Monday, February 25, 2013

HP Firmware versions with PowerCLI

For documentation purposes  I needed BIOS and ILO versions of the vSphere environment.

I got the script from http://vnugglets.com/2011/11/get-hp-firmware-info-for-hp-vmware.html and combined some updates in the comments in the script so that it also shows which NetXen firmware and NetXen drivers are on the system. I adapted the script to give the info for all machines in the cluster, not just a single cluster.

Foreach ($strHostsClusterName in Get-Cluster){

Get-View -ViewType HostSystem -Property Name, Runtime.HealthSystemRuntime.SystemHealthInfo.NumericSensorInfo -SearchRoot (Get-View -ViewType ClusterComputeResource -Property Name -Filter @{"Name" = "^$([RegEx]::escape($strHostsClusterName))$"}).MoRef | %{

    $arrNumericSensorInfo = @($_.Runtime.HealthSystemRuntime.SystemHealthInfo.NumericSensorInfo)

    # HostNumericSensorInfo for BIOS, iLO, array controller

    $nsiBIOS = $arrNumericSensorInfo | ? {$_.Name -like "*System BIOS*"}

    $nsiArrayCtrlr = $arrNumericSensorInfo | ? {$_.Name -like "HP Smart Array Controller*"}

    $nsiILO = $arrNumericSensorInfo | ? {$_.Name -like "Hewlett-Packard BMC Firmware*"}

    $nsiNXdev = $arrNumericSensorInfo | ? {$_.Name -like "nx_nic device*"}

    $nsiNXdrv = $arrNumericSensorInfo | ? {$_.Name -like "nx_nic driver*"}

    # assume all at same level and take first or set as n/a

    if ( $nsiNXdev.Count -gt 0 ) {

       $nsiNXdevice = $nsiNXdev[0].Name

    } else {

       $nsiNXdevice = "n/a"

[REQUEST A]: In the records, start at the line that has "of the yellow" and stop after the line that has "x=683, y=263". Give those lines again with "beige" put in place of "yellow", leaving everything else the same.
The PowerCLI post above and the records that come next are unrelated material.

[RECORDS SUPPLIED]:
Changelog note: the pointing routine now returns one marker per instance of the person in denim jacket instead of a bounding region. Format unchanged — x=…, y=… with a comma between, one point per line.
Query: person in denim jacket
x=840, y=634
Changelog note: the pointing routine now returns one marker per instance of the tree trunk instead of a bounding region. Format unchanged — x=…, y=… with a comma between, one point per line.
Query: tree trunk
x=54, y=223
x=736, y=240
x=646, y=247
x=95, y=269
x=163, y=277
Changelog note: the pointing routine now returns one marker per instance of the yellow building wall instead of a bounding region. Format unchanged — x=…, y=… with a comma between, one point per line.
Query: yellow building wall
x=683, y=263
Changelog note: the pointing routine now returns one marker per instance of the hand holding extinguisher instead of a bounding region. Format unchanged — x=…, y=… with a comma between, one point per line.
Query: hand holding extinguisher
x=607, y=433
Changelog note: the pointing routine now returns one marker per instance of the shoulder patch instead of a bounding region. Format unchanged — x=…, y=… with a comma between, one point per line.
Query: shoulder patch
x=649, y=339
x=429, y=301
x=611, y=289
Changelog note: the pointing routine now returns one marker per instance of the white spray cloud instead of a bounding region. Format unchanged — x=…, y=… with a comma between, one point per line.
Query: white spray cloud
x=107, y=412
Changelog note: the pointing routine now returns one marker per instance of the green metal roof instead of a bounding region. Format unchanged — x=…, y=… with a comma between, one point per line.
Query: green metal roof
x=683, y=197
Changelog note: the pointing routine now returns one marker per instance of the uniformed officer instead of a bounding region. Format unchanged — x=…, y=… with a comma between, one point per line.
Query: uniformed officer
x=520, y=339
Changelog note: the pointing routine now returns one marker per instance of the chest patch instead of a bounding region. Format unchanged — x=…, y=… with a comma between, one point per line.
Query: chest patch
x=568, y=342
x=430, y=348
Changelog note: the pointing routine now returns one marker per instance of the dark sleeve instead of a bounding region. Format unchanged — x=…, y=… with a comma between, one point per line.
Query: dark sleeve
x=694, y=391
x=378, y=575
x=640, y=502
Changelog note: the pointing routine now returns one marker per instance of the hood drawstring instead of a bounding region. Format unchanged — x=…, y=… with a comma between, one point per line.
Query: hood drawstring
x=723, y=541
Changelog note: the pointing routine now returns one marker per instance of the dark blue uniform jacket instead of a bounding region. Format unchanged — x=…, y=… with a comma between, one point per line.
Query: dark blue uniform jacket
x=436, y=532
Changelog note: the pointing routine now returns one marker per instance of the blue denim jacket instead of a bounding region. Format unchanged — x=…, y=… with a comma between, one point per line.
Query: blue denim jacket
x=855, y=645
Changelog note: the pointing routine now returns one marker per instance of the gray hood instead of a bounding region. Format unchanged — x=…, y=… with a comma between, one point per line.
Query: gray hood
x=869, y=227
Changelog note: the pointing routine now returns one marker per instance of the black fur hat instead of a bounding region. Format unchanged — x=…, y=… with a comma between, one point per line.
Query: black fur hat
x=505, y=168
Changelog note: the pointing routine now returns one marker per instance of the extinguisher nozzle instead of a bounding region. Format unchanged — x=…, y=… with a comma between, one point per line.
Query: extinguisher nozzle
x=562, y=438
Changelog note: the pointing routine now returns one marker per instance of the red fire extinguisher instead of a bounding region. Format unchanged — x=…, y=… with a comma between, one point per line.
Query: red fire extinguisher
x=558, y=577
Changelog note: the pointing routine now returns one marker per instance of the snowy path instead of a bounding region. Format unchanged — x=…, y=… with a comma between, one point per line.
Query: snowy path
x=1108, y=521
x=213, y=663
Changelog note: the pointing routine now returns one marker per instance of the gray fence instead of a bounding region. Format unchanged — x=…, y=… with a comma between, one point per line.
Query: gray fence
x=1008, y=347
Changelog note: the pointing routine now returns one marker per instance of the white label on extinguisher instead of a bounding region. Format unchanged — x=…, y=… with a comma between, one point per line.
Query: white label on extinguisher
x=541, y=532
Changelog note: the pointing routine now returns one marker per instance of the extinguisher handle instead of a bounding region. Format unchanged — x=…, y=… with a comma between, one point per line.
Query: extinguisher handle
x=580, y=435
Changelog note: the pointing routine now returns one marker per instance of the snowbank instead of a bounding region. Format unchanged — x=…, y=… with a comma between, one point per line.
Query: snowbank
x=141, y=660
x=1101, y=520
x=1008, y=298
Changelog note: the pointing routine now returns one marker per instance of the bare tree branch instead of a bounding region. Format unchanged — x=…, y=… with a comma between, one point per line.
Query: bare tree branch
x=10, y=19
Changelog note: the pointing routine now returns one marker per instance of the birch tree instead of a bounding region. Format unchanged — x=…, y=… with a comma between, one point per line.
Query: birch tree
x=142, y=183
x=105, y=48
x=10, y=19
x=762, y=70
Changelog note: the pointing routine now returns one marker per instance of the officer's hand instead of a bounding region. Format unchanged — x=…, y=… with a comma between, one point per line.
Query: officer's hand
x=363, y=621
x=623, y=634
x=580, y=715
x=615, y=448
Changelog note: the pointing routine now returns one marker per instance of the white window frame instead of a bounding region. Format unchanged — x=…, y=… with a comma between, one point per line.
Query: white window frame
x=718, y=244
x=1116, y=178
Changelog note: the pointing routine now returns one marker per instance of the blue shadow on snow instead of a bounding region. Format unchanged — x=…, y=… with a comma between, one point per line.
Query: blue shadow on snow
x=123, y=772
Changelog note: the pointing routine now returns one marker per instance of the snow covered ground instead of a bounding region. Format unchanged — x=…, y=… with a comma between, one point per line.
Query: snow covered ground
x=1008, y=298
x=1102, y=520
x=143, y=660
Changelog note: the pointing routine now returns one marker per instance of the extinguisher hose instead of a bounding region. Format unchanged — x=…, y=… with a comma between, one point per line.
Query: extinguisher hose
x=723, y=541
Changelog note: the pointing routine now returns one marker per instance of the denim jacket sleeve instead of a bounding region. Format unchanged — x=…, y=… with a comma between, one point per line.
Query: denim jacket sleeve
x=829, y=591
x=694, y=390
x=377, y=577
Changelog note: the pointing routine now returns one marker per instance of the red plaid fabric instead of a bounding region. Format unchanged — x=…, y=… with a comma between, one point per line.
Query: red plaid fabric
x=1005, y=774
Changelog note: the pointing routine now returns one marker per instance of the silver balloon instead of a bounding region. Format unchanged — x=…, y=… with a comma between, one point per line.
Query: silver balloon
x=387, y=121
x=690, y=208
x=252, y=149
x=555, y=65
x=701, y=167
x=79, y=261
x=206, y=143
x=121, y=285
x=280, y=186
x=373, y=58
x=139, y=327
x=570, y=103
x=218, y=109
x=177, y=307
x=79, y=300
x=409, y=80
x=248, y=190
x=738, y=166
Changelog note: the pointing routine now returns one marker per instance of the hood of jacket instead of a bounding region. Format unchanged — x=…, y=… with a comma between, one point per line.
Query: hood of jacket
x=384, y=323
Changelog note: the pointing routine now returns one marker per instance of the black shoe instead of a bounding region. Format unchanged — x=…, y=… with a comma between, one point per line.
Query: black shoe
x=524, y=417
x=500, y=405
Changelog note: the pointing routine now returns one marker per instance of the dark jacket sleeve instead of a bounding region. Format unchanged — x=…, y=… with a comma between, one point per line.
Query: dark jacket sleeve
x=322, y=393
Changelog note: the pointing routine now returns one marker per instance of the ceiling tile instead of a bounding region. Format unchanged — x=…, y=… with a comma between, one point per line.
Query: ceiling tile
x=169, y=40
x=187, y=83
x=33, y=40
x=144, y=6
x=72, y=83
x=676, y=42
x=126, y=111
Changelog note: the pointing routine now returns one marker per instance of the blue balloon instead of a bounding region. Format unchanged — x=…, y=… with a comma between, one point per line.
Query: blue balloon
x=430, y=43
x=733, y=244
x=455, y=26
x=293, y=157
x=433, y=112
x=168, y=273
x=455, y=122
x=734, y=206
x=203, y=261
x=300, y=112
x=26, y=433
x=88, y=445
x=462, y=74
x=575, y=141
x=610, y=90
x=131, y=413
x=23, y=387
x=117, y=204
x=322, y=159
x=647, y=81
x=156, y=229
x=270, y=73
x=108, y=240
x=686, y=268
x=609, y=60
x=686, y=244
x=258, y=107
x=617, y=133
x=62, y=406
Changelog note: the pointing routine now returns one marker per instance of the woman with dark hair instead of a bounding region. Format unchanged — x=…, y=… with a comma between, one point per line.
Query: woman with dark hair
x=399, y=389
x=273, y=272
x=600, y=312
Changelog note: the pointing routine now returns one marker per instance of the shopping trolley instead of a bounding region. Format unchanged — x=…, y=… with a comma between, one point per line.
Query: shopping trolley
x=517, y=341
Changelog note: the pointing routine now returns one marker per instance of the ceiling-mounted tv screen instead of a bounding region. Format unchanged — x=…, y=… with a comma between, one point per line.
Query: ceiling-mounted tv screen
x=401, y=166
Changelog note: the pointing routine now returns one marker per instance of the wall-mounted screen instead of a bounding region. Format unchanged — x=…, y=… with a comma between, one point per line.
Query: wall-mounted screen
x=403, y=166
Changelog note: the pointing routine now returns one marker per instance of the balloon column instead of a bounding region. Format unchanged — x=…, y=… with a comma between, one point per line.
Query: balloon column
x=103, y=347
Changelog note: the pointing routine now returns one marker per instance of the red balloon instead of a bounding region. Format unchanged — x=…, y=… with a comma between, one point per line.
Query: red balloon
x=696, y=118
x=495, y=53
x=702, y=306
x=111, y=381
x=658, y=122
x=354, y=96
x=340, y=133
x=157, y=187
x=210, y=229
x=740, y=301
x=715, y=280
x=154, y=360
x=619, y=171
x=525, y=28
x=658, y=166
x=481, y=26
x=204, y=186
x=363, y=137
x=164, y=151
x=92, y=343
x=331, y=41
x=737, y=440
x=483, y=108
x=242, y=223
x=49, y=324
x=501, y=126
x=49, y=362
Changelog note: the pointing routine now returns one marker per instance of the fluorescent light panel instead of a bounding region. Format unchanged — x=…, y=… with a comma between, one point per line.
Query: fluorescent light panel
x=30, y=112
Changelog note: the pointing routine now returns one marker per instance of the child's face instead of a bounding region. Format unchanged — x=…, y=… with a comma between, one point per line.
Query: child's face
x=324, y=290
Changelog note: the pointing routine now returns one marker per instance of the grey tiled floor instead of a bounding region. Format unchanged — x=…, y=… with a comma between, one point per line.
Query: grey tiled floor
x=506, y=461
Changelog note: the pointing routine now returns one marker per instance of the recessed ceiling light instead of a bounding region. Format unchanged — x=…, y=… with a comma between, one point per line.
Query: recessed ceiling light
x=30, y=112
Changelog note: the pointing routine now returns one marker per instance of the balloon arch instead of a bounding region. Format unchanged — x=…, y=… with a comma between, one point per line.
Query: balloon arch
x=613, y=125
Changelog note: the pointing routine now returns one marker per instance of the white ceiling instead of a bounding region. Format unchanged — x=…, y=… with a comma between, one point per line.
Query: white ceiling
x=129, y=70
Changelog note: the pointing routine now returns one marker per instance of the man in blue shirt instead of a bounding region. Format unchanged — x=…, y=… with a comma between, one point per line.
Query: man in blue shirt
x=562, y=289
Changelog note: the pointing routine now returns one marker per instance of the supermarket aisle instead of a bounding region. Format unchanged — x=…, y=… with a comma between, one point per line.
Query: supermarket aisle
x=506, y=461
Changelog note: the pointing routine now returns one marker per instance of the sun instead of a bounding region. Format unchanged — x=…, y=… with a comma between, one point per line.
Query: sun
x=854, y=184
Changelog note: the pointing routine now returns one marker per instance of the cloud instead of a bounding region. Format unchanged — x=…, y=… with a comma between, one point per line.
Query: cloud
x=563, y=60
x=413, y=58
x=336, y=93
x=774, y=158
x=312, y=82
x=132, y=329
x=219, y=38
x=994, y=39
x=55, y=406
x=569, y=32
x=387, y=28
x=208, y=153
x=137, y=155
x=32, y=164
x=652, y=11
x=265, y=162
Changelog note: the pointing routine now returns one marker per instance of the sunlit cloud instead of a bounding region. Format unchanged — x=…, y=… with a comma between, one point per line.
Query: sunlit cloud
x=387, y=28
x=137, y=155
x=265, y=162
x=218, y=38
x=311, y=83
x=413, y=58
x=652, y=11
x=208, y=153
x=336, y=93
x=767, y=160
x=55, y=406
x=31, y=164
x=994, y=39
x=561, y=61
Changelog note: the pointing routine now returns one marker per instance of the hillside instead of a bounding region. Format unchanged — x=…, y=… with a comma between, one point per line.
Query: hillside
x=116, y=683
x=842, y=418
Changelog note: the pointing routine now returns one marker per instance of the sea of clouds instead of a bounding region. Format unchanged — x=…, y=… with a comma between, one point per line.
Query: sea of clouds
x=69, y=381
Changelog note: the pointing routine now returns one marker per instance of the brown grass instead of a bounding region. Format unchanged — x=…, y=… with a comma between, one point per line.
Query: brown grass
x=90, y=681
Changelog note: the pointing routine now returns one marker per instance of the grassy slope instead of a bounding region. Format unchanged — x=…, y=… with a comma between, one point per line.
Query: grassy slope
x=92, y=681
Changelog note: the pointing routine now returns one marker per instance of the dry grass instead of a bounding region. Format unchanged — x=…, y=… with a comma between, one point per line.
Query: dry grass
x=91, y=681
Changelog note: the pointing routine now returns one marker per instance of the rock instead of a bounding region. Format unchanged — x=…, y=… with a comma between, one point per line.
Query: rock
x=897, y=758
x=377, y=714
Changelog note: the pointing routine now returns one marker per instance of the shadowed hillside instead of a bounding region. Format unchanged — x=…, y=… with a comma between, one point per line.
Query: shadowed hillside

[REQUEST B]: Put this sentence from the post on HP firmware versions with PowerCLI into Spanish: "For documentation purposes I needed BIOS and ILO versions of the vSphere environment."

[WRITTEN RESPONSE A]:
Changelog note: the pointing routine now returns one marker per instance of the beige building wall instead of a bounding region. Format unchanged — x=…, y=… with a comma between, one point per line.
Query: beige building wall
x=683, y=263

[WRITTEN RESPONSE B]: Para fines de documentación, necesitaba las versiones de BIOS e ILO del entorno vSphere.